▼
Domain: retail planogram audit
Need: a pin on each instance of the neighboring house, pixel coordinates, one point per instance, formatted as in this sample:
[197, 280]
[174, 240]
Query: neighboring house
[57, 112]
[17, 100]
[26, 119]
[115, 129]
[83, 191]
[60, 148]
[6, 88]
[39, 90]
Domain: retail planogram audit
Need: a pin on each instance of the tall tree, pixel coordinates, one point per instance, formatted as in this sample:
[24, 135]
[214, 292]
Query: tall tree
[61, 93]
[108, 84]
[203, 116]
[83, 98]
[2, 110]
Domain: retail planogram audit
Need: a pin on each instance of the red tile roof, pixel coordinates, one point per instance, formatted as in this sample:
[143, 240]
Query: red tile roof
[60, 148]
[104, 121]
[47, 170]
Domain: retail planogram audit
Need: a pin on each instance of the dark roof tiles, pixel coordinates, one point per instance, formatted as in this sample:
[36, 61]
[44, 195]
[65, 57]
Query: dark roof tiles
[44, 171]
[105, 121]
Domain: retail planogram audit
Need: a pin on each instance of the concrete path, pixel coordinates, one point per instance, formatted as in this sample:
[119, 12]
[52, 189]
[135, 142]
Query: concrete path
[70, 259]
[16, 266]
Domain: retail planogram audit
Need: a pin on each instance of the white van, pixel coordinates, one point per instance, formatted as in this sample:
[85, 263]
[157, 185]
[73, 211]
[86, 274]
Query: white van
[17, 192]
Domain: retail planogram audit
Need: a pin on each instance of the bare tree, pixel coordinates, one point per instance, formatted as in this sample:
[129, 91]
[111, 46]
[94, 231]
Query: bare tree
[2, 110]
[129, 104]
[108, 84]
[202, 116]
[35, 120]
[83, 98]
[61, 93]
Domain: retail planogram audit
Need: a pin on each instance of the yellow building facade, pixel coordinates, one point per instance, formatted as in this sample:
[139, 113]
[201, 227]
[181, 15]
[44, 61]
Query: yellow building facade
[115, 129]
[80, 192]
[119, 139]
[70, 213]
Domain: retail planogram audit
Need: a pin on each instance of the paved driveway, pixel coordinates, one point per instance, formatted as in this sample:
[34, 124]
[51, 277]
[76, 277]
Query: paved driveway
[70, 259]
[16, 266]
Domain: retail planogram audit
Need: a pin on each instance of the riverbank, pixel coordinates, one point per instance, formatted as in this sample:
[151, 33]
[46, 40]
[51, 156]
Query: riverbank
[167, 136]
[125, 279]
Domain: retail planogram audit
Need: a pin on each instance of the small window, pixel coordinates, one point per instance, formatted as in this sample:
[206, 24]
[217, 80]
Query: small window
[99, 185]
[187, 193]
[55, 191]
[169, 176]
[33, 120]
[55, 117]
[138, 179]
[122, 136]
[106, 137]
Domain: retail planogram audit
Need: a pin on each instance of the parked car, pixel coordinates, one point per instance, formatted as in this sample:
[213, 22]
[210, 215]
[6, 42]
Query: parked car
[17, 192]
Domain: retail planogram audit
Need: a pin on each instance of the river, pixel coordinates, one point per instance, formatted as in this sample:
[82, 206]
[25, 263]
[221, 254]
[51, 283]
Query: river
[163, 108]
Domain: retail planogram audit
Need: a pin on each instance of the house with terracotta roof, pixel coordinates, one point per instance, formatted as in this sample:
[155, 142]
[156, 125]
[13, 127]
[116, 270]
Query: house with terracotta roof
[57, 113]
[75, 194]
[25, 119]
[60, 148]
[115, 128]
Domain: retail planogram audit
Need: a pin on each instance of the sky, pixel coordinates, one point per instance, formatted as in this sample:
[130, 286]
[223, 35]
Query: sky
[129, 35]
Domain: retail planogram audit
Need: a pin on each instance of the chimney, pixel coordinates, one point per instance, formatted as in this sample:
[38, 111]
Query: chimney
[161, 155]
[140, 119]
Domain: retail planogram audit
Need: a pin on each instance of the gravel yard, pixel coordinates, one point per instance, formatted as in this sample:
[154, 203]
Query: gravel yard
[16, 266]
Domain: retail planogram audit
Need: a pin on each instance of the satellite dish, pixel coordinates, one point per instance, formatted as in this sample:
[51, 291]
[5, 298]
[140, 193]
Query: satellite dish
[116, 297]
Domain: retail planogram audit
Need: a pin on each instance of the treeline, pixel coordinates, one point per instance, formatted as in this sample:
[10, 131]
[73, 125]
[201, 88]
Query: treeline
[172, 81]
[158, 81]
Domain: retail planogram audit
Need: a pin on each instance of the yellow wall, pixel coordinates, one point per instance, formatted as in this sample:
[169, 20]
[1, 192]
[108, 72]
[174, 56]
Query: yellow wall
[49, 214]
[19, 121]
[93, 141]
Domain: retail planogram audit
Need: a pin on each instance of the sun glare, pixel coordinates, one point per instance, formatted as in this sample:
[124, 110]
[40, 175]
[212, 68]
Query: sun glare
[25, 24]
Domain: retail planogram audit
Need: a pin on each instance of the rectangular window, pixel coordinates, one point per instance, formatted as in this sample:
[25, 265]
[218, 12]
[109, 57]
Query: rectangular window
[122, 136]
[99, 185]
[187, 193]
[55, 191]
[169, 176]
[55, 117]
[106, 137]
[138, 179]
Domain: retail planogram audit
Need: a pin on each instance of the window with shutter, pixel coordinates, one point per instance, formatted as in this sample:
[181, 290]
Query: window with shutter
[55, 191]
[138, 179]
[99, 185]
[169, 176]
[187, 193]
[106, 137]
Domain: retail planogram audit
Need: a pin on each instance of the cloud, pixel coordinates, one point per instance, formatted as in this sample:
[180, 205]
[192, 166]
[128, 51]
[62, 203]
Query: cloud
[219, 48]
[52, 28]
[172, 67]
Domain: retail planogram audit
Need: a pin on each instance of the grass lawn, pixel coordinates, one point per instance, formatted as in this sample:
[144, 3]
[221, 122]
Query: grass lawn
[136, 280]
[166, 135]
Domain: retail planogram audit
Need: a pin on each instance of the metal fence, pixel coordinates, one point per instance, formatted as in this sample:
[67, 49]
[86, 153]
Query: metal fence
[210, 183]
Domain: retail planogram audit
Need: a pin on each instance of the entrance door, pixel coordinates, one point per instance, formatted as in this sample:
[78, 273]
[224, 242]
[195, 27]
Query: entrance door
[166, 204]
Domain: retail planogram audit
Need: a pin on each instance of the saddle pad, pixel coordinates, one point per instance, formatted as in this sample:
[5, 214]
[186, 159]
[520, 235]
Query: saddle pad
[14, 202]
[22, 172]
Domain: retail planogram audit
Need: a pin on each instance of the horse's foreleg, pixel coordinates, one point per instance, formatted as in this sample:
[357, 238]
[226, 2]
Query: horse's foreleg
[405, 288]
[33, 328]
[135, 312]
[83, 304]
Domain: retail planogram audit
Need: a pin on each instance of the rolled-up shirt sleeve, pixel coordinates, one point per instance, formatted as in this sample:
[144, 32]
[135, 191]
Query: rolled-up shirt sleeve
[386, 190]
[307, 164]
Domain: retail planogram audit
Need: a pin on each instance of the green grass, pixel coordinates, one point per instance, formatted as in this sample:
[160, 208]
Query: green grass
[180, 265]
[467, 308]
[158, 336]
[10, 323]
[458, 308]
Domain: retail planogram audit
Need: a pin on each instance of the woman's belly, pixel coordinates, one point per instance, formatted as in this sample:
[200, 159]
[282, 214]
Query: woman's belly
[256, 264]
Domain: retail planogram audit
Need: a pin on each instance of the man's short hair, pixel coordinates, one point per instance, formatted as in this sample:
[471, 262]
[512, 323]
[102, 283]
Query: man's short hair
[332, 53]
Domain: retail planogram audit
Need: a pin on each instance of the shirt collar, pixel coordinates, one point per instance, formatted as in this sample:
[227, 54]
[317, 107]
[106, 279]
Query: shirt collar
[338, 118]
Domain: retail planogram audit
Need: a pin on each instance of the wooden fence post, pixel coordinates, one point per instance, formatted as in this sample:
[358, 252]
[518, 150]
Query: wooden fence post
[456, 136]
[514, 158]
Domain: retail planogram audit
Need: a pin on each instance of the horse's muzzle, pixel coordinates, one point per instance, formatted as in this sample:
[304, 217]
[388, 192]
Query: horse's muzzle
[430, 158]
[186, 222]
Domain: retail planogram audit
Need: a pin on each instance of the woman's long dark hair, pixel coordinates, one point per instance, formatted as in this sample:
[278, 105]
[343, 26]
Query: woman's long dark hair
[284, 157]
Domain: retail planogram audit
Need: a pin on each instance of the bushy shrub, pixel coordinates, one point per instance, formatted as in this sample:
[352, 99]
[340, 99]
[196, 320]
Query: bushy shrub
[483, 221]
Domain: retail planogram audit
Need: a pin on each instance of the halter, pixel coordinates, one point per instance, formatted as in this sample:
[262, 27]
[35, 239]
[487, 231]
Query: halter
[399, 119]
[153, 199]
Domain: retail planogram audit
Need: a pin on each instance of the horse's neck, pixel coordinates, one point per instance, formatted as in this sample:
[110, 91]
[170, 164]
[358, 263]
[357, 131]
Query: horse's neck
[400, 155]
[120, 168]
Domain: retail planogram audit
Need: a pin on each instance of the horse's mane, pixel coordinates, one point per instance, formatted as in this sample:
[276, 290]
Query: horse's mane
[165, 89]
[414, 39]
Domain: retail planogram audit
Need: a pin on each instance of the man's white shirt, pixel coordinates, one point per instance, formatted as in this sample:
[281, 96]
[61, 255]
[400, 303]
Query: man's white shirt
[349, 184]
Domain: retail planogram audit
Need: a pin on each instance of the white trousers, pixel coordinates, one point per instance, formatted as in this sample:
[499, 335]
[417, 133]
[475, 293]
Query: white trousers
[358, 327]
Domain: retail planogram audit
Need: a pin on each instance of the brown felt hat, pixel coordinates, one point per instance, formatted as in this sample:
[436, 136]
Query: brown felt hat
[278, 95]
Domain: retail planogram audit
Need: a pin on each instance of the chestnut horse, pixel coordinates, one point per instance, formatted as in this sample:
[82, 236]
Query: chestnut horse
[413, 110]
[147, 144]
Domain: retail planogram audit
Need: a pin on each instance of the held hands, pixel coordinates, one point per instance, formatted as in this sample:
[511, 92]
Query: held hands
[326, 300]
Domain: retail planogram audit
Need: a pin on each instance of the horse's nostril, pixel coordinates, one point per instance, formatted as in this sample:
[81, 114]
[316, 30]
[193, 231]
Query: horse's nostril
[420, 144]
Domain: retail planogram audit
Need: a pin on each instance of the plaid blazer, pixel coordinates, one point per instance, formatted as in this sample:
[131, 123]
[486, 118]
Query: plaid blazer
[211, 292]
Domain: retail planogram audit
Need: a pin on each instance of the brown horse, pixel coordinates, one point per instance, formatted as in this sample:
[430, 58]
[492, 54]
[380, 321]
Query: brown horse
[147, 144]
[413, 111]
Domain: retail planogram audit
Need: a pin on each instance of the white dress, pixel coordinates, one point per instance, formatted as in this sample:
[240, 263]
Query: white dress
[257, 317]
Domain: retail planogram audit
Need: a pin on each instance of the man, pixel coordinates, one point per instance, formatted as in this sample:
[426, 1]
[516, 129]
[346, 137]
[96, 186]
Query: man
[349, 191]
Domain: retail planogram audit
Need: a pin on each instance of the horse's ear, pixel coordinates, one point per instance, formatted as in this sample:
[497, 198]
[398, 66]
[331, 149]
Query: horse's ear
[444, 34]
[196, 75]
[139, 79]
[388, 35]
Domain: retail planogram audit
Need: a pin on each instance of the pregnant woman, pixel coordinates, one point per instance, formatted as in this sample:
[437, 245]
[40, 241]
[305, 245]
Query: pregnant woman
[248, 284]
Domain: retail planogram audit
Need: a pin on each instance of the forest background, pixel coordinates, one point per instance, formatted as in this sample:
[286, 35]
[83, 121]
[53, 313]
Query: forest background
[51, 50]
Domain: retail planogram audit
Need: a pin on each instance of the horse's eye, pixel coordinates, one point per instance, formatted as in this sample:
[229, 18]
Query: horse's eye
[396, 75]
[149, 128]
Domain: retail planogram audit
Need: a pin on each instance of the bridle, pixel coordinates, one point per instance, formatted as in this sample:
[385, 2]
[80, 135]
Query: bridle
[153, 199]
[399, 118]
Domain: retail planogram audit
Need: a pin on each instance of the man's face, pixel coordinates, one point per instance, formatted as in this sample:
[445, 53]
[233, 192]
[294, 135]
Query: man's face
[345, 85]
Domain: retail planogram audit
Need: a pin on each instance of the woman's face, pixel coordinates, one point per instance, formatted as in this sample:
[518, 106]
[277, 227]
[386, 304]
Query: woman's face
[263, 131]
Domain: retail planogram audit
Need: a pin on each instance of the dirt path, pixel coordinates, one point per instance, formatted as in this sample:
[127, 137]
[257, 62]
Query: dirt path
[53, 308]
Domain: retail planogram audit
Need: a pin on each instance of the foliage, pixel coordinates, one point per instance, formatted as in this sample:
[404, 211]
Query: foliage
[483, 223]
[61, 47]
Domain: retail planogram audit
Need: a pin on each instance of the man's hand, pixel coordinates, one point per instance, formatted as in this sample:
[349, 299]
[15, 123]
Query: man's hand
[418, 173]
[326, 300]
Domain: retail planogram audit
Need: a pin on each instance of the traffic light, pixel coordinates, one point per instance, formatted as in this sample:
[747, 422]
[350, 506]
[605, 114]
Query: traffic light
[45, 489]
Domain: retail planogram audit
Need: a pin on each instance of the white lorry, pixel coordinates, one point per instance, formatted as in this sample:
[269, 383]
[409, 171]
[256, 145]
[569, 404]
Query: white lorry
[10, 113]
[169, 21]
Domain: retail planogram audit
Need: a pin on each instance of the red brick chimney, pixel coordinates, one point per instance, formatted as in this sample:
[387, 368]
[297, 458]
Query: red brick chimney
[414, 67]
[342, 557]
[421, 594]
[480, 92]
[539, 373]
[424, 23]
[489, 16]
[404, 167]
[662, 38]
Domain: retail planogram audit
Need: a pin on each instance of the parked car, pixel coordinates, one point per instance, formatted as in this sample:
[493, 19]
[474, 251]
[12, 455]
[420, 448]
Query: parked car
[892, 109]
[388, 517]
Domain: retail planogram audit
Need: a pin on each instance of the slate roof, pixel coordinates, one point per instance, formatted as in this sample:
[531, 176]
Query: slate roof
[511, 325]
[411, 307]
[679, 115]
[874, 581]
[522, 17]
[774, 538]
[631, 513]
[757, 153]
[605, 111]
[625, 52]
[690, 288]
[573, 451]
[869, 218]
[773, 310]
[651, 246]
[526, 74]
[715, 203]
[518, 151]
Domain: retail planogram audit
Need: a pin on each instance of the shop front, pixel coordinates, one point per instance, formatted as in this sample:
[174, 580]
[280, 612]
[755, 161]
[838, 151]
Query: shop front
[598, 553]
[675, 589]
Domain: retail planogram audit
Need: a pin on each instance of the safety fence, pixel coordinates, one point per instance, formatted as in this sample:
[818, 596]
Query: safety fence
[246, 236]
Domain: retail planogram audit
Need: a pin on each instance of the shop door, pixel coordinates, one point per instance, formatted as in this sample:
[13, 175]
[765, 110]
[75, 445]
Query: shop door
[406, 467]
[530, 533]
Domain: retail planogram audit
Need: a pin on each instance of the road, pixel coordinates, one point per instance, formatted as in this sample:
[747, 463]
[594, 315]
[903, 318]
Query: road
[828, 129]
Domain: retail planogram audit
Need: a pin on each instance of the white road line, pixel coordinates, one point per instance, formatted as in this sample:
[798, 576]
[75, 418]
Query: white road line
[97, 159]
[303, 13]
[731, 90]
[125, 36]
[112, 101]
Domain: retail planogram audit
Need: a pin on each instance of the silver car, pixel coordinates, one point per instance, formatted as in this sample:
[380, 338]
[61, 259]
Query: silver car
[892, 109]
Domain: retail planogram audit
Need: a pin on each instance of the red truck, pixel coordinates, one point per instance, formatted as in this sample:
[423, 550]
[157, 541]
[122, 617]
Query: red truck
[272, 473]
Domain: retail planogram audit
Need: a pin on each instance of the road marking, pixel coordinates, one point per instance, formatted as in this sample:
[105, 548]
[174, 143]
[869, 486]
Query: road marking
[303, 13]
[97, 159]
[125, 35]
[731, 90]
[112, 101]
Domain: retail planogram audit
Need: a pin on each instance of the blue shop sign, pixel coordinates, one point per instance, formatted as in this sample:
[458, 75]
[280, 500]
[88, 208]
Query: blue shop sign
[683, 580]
▲
_Instruções da tarefa_
Extraia dos registros acima cada linha em que aparece a palavra "riverbank".

_Exercício resolvido_
Need: a pin on each instance of the riverbank, pixel coordinates, one point per instance, formatted as in this sample:
Query: riverbank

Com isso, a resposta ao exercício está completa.